> [To be done] Give only the number of lines in the records below that contain the word "railing". Case counts.

Detection annotation records
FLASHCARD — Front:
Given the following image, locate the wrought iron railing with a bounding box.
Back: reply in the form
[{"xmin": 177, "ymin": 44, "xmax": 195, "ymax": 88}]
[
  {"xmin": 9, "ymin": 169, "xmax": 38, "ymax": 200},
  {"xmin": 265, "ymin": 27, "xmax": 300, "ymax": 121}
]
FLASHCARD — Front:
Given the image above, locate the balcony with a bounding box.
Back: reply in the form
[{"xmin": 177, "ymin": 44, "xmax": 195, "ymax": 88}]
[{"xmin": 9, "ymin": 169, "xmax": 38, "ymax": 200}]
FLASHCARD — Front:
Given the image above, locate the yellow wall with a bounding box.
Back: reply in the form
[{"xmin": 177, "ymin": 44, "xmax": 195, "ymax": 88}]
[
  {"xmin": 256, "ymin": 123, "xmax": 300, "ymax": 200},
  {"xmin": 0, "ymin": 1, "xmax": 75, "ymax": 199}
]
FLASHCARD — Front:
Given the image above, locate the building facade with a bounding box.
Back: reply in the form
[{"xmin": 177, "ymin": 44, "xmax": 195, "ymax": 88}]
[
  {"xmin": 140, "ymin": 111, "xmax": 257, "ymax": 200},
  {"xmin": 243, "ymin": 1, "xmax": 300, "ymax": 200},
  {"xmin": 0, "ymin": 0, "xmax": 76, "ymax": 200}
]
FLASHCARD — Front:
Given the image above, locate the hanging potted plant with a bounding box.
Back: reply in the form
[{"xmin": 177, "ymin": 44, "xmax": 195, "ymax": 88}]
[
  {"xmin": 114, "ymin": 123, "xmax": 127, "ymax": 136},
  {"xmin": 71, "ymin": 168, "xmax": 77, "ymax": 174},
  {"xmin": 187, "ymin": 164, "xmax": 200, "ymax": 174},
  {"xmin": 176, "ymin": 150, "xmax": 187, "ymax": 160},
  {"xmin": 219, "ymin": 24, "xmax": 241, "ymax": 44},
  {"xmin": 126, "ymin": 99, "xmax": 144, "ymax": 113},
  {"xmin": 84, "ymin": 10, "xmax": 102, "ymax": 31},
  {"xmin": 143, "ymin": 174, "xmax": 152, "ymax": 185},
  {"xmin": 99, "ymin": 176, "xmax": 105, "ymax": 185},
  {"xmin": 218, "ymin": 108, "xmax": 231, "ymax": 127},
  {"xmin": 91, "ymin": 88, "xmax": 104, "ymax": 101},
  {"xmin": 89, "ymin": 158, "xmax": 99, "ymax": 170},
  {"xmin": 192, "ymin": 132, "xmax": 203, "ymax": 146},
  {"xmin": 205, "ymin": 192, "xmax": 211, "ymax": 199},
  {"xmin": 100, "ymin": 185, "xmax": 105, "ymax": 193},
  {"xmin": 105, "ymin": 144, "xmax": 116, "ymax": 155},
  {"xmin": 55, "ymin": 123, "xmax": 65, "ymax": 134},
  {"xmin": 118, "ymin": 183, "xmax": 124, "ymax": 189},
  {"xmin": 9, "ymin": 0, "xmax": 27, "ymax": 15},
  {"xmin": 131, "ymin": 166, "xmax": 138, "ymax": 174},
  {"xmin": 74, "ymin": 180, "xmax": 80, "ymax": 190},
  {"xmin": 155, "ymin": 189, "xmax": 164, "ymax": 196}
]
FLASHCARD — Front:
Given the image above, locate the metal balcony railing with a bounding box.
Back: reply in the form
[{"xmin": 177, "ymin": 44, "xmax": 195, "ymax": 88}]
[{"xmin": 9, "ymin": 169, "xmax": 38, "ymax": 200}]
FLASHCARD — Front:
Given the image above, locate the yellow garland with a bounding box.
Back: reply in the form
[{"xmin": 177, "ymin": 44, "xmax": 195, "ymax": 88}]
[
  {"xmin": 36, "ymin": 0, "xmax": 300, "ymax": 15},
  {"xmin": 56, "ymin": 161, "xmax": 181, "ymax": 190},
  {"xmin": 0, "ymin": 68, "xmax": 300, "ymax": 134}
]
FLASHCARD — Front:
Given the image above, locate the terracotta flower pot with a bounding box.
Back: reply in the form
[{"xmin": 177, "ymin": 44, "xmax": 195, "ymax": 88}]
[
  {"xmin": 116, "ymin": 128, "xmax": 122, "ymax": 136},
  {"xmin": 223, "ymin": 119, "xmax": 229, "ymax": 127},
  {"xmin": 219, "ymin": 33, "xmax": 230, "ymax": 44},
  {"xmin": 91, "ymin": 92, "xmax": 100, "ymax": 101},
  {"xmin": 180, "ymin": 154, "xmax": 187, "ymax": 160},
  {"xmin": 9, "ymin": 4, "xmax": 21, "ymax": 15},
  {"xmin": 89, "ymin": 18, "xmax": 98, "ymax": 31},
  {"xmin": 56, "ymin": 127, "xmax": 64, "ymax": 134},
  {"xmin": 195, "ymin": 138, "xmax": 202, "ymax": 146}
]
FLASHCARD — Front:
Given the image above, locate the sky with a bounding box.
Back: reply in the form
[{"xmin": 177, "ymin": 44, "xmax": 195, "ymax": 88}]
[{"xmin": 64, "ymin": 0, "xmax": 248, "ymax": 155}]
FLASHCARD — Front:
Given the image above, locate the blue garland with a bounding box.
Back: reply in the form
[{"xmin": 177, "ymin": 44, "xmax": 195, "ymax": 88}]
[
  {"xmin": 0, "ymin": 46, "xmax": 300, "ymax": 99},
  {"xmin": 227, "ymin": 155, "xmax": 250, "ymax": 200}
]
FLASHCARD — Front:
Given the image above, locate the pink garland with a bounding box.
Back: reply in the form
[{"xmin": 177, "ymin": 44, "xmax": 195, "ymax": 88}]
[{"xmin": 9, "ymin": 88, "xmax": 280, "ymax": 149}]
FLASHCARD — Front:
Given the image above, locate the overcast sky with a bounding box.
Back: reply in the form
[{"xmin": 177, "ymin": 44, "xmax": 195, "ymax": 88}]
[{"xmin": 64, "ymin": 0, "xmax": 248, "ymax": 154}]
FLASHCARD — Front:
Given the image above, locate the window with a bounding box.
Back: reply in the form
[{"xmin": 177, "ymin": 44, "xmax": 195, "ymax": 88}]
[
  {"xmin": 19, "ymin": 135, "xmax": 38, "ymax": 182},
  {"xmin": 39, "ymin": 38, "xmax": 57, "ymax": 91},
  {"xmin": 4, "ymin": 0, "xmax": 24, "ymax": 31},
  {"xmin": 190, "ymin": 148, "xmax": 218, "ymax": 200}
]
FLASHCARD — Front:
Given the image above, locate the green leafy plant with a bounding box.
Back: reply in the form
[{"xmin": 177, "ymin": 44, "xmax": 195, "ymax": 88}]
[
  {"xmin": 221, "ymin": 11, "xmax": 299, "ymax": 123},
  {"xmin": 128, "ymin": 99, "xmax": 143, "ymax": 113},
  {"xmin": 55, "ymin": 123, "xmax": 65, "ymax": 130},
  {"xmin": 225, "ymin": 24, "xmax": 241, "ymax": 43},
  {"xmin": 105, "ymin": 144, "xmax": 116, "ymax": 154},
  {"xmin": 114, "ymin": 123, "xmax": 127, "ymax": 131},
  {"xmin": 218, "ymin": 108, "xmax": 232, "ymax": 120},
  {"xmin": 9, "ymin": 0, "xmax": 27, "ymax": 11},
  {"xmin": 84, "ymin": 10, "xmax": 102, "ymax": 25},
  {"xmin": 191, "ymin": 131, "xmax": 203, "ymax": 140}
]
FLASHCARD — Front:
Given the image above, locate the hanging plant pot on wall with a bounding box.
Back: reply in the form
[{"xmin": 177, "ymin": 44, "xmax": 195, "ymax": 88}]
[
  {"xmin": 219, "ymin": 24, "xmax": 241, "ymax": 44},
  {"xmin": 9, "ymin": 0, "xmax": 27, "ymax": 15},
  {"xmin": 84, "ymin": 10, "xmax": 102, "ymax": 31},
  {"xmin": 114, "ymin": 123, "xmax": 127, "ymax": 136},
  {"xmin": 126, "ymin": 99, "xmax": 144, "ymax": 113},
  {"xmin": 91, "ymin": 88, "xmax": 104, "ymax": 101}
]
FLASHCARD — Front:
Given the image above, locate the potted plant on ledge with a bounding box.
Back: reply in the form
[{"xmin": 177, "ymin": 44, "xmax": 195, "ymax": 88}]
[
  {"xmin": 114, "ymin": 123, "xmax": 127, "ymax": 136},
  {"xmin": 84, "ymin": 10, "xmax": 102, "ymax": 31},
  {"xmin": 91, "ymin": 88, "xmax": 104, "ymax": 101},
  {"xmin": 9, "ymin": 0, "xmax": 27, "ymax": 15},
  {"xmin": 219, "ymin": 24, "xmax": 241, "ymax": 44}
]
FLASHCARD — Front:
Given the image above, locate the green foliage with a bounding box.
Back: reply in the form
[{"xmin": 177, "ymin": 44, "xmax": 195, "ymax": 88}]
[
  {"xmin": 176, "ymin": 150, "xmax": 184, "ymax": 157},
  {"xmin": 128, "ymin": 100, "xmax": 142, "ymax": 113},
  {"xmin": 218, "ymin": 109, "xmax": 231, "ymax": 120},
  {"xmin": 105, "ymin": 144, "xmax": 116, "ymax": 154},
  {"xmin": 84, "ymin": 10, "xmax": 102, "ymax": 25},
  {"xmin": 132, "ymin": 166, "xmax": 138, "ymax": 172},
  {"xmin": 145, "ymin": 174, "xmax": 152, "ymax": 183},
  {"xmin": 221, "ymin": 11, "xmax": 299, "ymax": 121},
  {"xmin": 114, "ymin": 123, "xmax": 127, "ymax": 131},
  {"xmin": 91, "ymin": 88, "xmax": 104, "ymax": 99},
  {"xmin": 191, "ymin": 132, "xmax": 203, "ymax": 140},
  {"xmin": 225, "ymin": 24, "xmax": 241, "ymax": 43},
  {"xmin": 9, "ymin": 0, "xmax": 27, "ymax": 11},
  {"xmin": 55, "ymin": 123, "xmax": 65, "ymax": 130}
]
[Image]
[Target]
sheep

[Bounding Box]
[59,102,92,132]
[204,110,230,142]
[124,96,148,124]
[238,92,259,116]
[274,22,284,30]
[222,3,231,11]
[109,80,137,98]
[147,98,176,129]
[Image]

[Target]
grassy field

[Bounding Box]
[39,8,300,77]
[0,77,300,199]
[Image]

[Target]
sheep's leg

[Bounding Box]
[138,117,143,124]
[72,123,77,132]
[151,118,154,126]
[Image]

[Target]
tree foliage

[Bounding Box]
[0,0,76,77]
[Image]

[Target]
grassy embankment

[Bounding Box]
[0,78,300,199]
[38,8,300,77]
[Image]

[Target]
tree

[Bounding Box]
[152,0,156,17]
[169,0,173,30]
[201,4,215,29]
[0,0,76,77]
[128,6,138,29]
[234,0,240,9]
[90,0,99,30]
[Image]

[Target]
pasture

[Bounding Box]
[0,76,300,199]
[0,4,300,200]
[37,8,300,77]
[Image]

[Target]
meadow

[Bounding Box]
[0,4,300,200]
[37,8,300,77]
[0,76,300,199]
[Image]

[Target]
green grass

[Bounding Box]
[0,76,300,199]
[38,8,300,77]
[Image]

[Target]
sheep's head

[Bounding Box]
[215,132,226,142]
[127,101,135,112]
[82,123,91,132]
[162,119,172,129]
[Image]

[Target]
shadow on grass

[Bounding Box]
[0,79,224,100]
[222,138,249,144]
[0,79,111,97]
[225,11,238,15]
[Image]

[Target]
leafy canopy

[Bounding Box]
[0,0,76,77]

> [Result for this exercise] 2